-- Extract follows --

Whether you're building a little stash, heading back to work, or just giving your nipples a break, pumping can feel weirdly technical for something so natural. The good news: a few small adjustments make a big difference, and most of what feels "wrong" at first is completely normal.
When and how often to pump
There's no single right schedule — it depends on why you're pumping.
- To build or protect your supply (newborn weeks, or if baby isn't feeding well): aim to express around the times your baby would normally feed. In the early weeks that's often 8 or more times in 24 hours, including at least once overnight, when milk-making hormones are highest.
- To collect the odd bottle while breastfeeding is going well: a single short session, often in the morning when supply tends to be fullest, is usually plenty.
- To replace feeds when you're apart (work, study): pump roughly every time baby would have fed — for many that's every 3–4 hours.
Supply works on demand: the more often milk is removed, the more your body tends to make. Long gaps signal your body to make less.
Getting the flange fit right
The flange (the funnel-shaped piece against your breast) is the single biggest comfort factor — and the one most people never adjust.

-- Extract concluded --
-- Extracted entries follows --

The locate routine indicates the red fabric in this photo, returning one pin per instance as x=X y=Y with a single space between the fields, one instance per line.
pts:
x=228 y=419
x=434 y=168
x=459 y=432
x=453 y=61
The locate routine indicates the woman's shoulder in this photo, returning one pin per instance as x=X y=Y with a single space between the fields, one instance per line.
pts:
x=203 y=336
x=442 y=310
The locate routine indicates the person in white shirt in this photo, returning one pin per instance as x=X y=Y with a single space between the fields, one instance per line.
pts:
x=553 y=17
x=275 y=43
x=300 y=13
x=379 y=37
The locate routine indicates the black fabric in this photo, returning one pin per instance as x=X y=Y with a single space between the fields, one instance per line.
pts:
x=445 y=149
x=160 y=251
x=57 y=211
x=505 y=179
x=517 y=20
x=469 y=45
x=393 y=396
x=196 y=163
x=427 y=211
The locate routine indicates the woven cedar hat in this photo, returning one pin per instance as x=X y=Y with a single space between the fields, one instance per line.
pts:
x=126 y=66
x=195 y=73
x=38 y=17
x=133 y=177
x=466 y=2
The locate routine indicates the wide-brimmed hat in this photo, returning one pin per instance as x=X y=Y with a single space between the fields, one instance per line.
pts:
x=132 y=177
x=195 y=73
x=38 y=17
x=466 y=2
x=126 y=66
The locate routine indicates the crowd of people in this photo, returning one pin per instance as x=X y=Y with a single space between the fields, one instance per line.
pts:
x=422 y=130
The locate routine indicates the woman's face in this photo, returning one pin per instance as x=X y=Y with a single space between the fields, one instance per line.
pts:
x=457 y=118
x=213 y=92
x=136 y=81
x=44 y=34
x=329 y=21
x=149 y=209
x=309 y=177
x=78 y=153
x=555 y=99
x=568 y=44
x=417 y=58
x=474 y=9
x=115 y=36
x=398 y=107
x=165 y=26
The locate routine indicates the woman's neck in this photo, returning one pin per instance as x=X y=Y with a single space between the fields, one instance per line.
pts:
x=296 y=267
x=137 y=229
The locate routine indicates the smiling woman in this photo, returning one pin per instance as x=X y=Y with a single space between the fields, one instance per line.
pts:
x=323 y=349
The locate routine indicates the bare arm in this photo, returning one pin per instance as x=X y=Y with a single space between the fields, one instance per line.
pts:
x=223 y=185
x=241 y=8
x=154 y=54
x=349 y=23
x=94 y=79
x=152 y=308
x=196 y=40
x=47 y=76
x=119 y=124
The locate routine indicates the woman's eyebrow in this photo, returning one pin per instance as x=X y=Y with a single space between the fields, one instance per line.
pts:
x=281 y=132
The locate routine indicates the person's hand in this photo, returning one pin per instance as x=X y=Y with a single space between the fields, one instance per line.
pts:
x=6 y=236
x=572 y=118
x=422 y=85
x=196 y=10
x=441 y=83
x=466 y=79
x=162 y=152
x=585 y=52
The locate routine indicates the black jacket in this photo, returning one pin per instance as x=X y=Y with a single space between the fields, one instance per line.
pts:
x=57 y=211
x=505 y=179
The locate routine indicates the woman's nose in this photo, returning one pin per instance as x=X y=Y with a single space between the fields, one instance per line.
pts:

-- Extracted entries concluded --

[Problem details]
List every purpose for pumping that the pumping guide gives its own bulleted schedule for. Rely solely on the pumping guide when answering.

[Problem solution]
- To build or protect your supply (newborn weeks, or if baby isn't feeding well)
- To collect the odd bottle while breastfeeding is going well
- To replace feeds when you're apart (work, study)